Brief: Write out the material again from the line containing "Keep to these rules. Indicate every instance of the curled" through the end, keeping the requests, and shift every point by adding 46 to each of its coordinates.

━━━ Given data ━━━

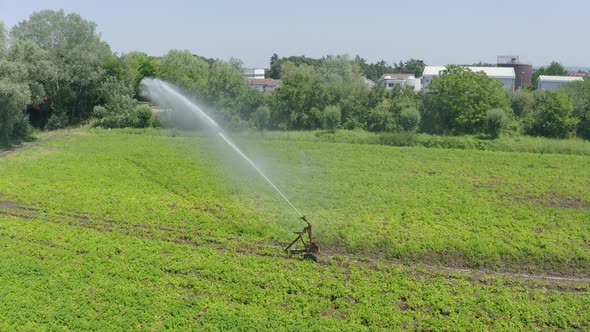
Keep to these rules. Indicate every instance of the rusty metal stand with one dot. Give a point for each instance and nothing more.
(310, 248)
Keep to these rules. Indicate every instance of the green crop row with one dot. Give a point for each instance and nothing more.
(123, 229)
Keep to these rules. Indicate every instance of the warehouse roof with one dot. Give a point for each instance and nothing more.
(496, 72)
(547, 78)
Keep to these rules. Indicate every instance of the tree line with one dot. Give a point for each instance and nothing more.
(55, 70)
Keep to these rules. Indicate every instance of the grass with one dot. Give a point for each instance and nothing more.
(132, 229)
(506, 143)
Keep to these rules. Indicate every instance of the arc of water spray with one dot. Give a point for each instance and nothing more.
(259, 171)
(161, 85)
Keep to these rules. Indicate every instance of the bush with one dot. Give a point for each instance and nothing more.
(551, 116)
(406, 138)
(495, 121)
(140, 116)
(583, 129)
(522, 102)
(57, 120)
(21, 128)
(331, 117)
(261, 117)
(409, 119)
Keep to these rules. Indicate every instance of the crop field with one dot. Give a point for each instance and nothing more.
(147, 229)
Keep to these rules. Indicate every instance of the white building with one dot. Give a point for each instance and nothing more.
(505, 75)
(253, 73)
(553, 82)
(403, 80)
(264, 84)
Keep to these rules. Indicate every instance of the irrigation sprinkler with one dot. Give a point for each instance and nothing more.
(310, 249)
(167, 95)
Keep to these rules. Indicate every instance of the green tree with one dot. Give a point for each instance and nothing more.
(579, 92)
(496, 120)
(458, 100)
(261, 117)
(299, 92)
(15, 95)
(552, 115)
(554, 69)
(139, 65)
(183, 69)
(2, 41)
(331, 117)
(522, 101)
(345, 87)
(75, 49)
(409, 119)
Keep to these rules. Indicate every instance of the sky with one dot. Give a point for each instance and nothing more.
(438, 32)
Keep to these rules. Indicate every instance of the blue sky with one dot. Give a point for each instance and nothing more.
(439, 32)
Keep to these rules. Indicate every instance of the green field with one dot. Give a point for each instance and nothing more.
(129, 229)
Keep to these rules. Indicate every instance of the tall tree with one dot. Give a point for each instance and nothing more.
(554, 69)
(14, 97)
(299, 99)
(75, 49)
(2, 40)
(552, 115)
(459, 100)
(184, 69)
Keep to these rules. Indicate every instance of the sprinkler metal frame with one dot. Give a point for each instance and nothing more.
(310, 249)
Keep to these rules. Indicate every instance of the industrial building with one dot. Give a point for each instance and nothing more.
(503, 74)
(523, 72)
(264, 84)
(389, 81)
(553, 82)
(253, 73)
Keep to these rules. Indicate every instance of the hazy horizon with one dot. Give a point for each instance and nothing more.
(456, 31)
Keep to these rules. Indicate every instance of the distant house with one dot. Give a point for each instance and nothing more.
(253, 73)
(389, 81)
(553, 82)
(264, 84)
(505, 75)
(368, 82)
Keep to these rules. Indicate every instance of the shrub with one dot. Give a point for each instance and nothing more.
(522, 102)
(409, 119)
(21, 128)
(551, 116)
(57, 120)
(141, 116)
(261, 117)
(331, 117)
(583, 129)
(495, 121)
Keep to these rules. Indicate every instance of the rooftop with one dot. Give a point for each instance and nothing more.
(547, 78)
(264, 81)
(396, 76)
(497, 72)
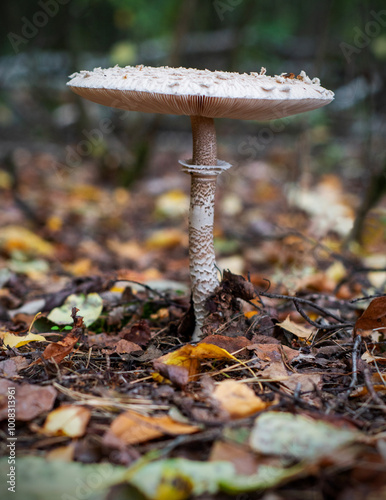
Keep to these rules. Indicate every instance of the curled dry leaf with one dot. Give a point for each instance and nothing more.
(126, 347)
(299, 331)
(31, 400)
(67, 420)
(57, 351)
(238, 399)
(178, 375)
(372, 358)
(189, 358)
(374, 318)
(230, 344)
(139, 333)
(133, 428)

━━━

Expected output:
Keep to these rules. Indicate every instance of the curled dry leaf with one dot. Give a point for each instance and nothing more.
(172, 393)
(345, 377)
(77, 446)
(113, 466)
(103, 397)
(284, 445)
(224, 421)
(418, 404)
(235, 404)
(420, 364)
(276, 390)
(185, 379)
(179, 474)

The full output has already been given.